An exact copy of all the lines below is required, with every image left out.

[Saved entries]
>>>>

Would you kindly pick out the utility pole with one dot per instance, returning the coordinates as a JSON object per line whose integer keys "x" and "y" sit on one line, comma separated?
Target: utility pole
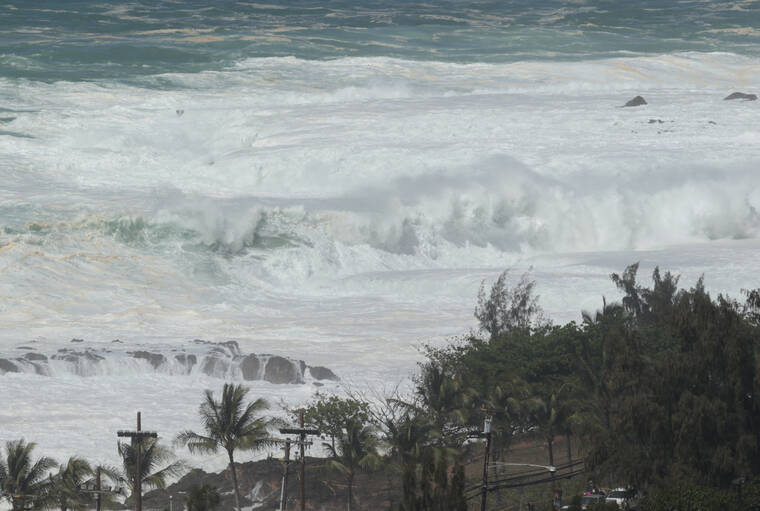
{"x": 487, "y": 435}
{"x": 284, "y": 489}
{"x": 98, "y": 497}
{"x": 137, "y": 439}
{"x": 301, "y": 432}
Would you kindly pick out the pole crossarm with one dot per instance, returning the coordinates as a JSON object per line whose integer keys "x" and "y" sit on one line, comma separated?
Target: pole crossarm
{"x": 550, "y": 468}
{"x": 137, "y": 434}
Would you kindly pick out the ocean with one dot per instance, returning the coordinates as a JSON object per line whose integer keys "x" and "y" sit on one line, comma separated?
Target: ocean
{"x": 332, "y": 181}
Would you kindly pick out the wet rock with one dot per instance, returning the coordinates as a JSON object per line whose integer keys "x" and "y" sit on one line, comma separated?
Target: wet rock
{"x": 155, "y": 359}
{"x": 215, "y": 366}
{"x": 76, "y": 356}
{"x": 7, "y": 366}
{"x": 250, "y": 366}
{"x": 188, "y": 361}
{"x": 322, "y": 373}
{"x": 637, "y": 101}
{"x": 281, "y": 370}
{"x": 741, "y": 95}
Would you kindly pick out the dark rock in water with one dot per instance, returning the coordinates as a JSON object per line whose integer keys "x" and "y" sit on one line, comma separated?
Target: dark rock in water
{"x": 7, "y": 366}
{"x": 76, "y": 356}
{"x": 637, "y": 101}
{"x": 250, "y": 367}
{"x": 281, "y": 370}
{"x": 323, "y": 373}
{"x": 187, "y": 360}
{"x": 155, "y": 359}
{"x": 741, "y": 95}
{"x": 214, "y": 366}
{"x": 232, "y": 346}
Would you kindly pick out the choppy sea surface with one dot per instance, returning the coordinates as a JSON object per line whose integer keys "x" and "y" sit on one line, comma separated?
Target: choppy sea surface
{"x": 332, "y": 181}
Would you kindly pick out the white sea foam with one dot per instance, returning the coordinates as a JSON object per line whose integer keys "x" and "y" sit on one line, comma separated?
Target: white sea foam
{"x": 341, "y": 211}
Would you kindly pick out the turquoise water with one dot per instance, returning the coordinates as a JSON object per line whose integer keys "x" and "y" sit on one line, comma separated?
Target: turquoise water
{"x": 91, "y": 40}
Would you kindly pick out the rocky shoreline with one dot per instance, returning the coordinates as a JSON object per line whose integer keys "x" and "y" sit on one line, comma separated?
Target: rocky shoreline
{"x": 216, "y": 359}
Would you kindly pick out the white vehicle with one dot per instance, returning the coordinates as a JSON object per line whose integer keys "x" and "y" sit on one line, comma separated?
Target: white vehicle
{"x": 624, "y": 498}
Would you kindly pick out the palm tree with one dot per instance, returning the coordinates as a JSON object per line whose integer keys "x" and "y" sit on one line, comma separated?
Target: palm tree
{"x": 67, "y": 485}
{"x": 152, "y": 455}
{"x": 356, "y": 449}
{"x": 24, "y": 482}
{"x": 107, "y": 497}
{"x": 229, "y": 424}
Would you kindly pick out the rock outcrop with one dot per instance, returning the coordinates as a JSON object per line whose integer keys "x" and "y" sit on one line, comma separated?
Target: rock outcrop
{"x": 741, "y": 95}
{"x": 637, "y": 101}
{"x": 219, "y": 360}
{"x": 281, "y": 370}
{"x": 322, "y": 373}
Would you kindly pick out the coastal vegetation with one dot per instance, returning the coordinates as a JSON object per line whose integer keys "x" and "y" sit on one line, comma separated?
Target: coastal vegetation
{"x": 658, "y": 393}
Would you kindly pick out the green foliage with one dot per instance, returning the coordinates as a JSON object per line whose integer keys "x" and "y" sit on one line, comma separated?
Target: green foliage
{"x": 503, "y": 309}
{"x": 329, "y": 414}
{"x": 24, "y": 481}
{"x": 152, "y": 456}
{"x": 202, "y": 498}
{"x": 356, "y": 450}
{"x": 603, "y": 506}
{"x": 230, "y": 424}
{"x": 67, "y": 483}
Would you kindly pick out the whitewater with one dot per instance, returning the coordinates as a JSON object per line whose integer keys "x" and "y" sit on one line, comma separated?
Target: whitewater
{"x": 341, "y": 206}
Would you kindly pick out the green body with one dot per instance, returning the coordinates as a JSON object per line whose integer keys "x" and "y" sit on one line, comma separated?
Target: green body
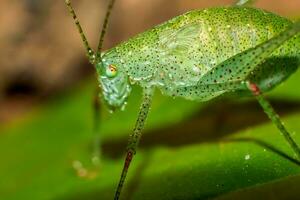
{"x": 178, "y": 53}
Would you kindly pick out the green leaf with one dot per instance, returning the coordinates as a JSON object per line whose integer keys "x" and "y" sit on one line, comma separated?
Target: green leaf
{"x": 37, "y": 152}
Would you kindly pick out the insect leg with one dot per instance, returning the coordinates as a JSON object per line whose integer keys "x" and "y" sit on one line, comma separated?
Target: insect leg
{"x": 244, "y": 2}
{"x": 89, "y": 51}
{"x": 238, "y": 67}
{"x": 269, "y": 110}
{"x": 135, "y": 137}
{"x": 96, "y": 157}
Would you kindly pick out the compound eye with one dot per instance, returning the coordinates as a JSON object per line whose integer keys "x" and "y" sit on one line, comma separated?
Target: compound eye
{"x": 111, "y": 71}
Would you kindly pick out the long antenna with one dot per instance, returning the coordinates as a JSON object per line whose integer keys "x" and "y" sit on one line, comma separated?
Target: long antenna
{"x": 103, "y": 31}
{"x": 88, "y": 49}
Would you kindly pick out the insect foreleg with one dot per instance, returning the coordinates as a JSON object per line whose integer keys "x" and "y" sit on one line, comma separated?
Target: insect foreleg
{"x": 96, "y": 157}
{"x": 273, "y": 116}
{"x": 89, "y": 51}
{"x": 135, "y": 137}
{"x": 244, "y": 2}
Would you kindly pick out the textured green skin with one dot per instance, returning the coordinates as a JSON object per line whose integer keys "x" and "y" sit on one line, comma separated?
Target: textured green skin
{"x": 176, "y": 55}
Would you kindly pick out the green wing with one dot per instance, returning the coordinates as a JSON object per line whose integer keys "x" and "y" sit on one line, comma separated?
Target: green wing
{"x": 176, "y": 42}
{"x": 238, "y": 67}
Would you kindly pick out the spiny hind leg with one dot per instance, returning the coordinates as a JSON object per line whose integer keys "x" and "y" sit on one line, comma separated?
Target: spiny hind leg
{"x": 269, "y": 110}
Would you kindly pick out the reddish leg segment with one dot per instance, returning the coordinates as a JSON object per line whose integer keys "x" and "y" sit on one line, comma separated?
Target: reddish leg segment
{"x": 273, "y": 116}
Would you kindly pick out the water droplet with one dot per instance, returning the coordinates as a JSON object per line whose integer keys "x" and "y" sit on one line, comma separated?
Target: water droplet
{"x": 247, "y": 157}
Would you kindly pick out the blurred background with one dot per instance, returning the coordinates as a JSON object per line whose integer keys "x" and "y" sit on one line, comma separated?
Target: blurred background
{"x": 42, "y": 54}
{"x": 47, "y": 87}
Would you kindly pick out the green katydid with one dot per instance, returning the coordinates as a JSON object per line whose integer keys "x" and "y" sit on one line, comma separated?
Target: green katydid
{"x": 199, "y": 55}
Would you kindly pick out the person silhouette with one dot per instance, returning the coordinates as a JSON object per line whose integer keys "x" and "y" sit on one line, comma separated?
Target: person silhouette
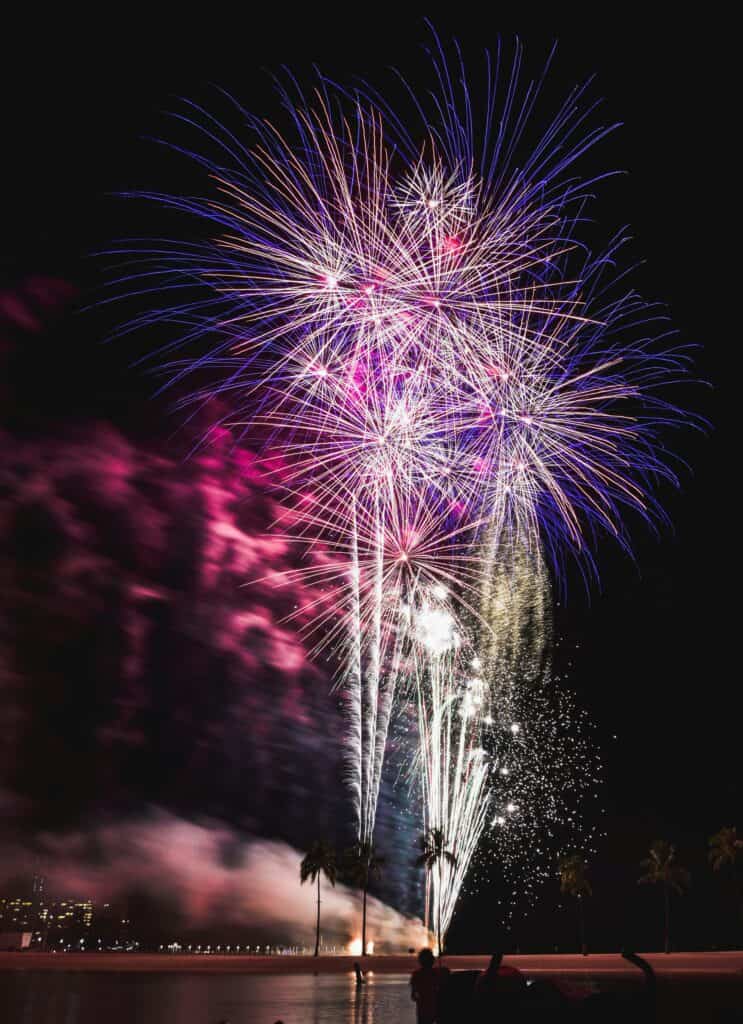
{"x": 425, "y": 987}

<<<<

Task response.
Would you kindly pick out the utility pole with one dot per instance, returning the coordinates as a JSON object per line whose integer keys "x" and "y" sit on one line, comma separated?
Target: utility pole
{"x": 487, "y": 435}
{"x": 284, "y": 489}
{"x": 98, "y": 497}
{"x": 137, "y": 439}
{"x": 301, "y": 432}
Would you kindly pick out the pole crossarm with one dot per instance, returning the coordinates as a JSON object per line whose integer keys "x" and "y" sit on one line, comma separated?
Target: pole crossarm
{"x": 550, "y": 468}
{"x": 137, "y": 434}
Would you kindly pick out the ocean with one dot per instance, returning the coordinates as a JSON object per line whose integer keys "x" and "y" sit on one line, comma separated?
Target: ocean
{"x": 332, "y": 181}
Would you kindly pick out the wet rock with one dot per instance, returning the coordinates as a JSON object per line whose integer keys "x" and "y" sit on one line, comma separated?
Target: wet rock
{"x": 155, "y": 359}
{"x": 215, "y": 366}
{"x": 76, "y": 356}
{"x": 7, "y": 366}
{"x": 250, "y": 366}
{"x": 188, "y": 361}
{"x": 322, "y": 373}
{"x": 637, "y": 101}
{"x": 281, "y": 370}
{"x": 741, "y": 95}
Would you kindly pick out the dark rock in water with one dot per instance, returning the coordinates as a JSON object per line whose integer keys "x" and "y" sit on one line, comma separated?
Target: dark rock in water
{"x": 7, "y": 366}
{"x": 76, "y": 356}
{"x": 637, "y": 101}
{"x": 250, "y": 367}
{"x": 281, "y": 370}
{"x": 323, "y": 373}
{"x": 187, "y": 360}
{"x": 155, "y": 359}
{"x": 741, "y": 95}
{"x": 214, "y": 366}
{"x": 232, "y": 346}
Would you kindly pick out the choppy sea surface with one dot per instance, returning the coordinates as a JSON object per line whose integer keys "x" and "y" sit on one line, comma separated?
Target: choppy sea surface
{"x": 332, "y": 181}
Would you kindly pick out the white sea foam with one dot per instance, returning the coordinates as a JSON object per line whose integer keys "x" and "y" sit on one line, comma separated?
Target: white sea foam
{"x": 341, "y": 211}
Would you kindly pick out the turquoise water with one dot per instance, returning the coordinates as a JSON object per line whose integer keys "x" and "y" sit on one line, comma separated?
Target: turquoise water
{"x": 91, "y": 40}
Would you kindly pick out the rocky shoreline with one dot per instance, returning the coordinates as a JSON object per line whose integer keys "x" and "y" sit on one line, comma separated?
Target: rocky shoreline
{"x": 216, "y": 359}
Would you kindly pick out the white vehicle with one dot per instance, returning the coordinates as a JSON object per line whose integer keys "x" and "y" sit on one line, comma separated?
Target: white vehicle
{"x": 624, "y": 498}
Would you kindly pick out the palm tree with one dot per instance, returning the coordinates as a JSON object per line whose integer keys "x" and "y" sit on one line, comma separated?
Target: palm tree
{"x": 67, "y": 485}
{"x": 152, "y": 455}
{"x": 356, "y": 449}
{"x": 24, "y": 482}
{"x": 107, "y": 497}
{"x": 229, "y": 424}
Would you kindly pick out the rock outcrop with one dot per instance, returning the coordinates as a JSON object per line whose integer keys "x" and "y" sit on one line, comma separated?
Target: rock outcrop
{"x": 741, "y": 95}
{"x": 637, "y": 101}
{"x": 219, "y": 360}
{"x": 281, "y": 370}
{"x": 322, "y": 373}
Would you kindly pick out the coastal vegetation with one dot per instance, returning the coordinates as a JSON object per line whose integer keys "x" and "y" sit on one line, comma separated?
Target: coastal vegetation
{"x": 658, "y": 393}
Would you kindly pick out the green foliage with one dot per instance, returning the coordinates as a JSON object per line whose integer keys "x" and "y" sit on one line, comma separated?
Target: green foliage
{"x": 503, "y": 309}
{"x": 329, "y": 414}
{"x": 24, "y": 481}
{"x": 152, "y": 456}
{"x": 202, "y": 498}
{"x": 356, "y": 450}
{"x": 603, "y": 506}
{"x": 230, "y": 424}
{"x": 67, "y": 483}
Would you kindly pick out the whitewater with one dot per instance, returning the coordinates as a JSON object per line whose integer keys "x" and "y" sit on one line, comma separated?
Target: whitewater
{"x": 341, "y": 206}
Would you kindly pick out the green body with one dot per instance, returning the coordinates as a JSON object per line whose integer keys "x" and "y" sit on one line, comma separated?
Target: green body
{"x": 178, "y": 53}
Would you kindly pick out the green leaf with one dot per instance, returning the coordinates as a JSON object per line whose integer keys "x" and "y" sit on one line, comma separated?
Target: green leaf
{"x": 37, "y": 152}
Would you kindly pick out the insect leg with one dot per instance, returning the coordinates as a JSON object per line whose integer keys "x" and "y" sit on one line, comma separated?
Target: insect leg
{"x": 244, "y": 2}
{"x": 89, "y": 51}
{"x": 238, "y": 67}
{"x": 269, "y": 110}
{"x": 135, "y": 137}
{"x": 96, "y": 157}
Would you kindly pick out the compound eye with one dot per instance, returning the coordinates as a JSON object per line whose integer keys "x" and "y" sit on one line, comma separated?
Target: compound eye
{"x": 111, "y": 71}
Would you kindly pick out the long antenna with one dot per instance, returning the coordinates as a JSON object per line whose integer keys "x" and "y" sit on one line, comma separated?
Target: long antenna
{"x": 103, "y": 31}
{"x": 88, "y": 49}
Would you kindly pick out the insect foreleg with one dot per instance, returning the coordinates as a JSON object per line whose integer keys "x" and "y" sit on one line, comma separated?
Target: insect foreleg
{"x": 96, "y": 157}
{"x": 273, "y": 116}
{"x": 89, "y": 51}
{"x": 135, "y": 137}
{"x": 244, "y": 2}
Would you kindly pick out the textured green skin with one dot per instance, returning the coordinates as a JSON object per line whose integer keys "x" and "y" sit on one line, comma separated?
Target: textured green skin
{"x": 176, "y": 55}
Would you kindly pick out the green wing with one dot per instance, returning the coordinates as a JSON object per line whose integer keys "x" and "y" sit on one line, comma separated?
Target: green wing
{"x": 176, "y": 42}
{"x": 238, "y": 67}
Would you kindly pick out the spiny hind leg with one dot per instance, returning the coordinates as a JSON object per line whose integer keys "x" and "y" sit on one line, comma separated?
Target: spiny hind leg
{"x": 269, "y": 110}
Would you kindly pick out the reddish leg segment with one dot per instance, returning the coordinates as a JSON object per line whose integer keys "x" and "y" sit on one line, comma separated?
Target: reddish leg segment
{"x": 273, "y": 116}
Would you kindly pick out the water droplet with one dot per instance, returning the coordinates as a JSON object per line whose integer keys "x" and "y" sit on one line, comma separated?
Target: water droplet
{"x": 247, "y": 157}
Would you kindly pick out the blurred background with one dot per instance, returning the coordinates as a JSON object per line whose integer keys "x" and "y" sit on one line, comma separated?
Target: blurred background
{"x": 42, "y": 54}
{"x": 47, "y": 87}
Would you kindly pick out the green katydid with one dot per instance, returning the coordinates as a JSON object per line whose integer keys "x" and "y" sit on one line, comma separated?
Target: green katydid
{"x": 199, "y": 55}
Would you kindly pick out the person silhouette with one dot per instance, returning the coordinates as a JSON object per line whose integer keys "x" and "y" sit on one line, comma separated?
Target: person silhouette
{"x": 425, "y": 987}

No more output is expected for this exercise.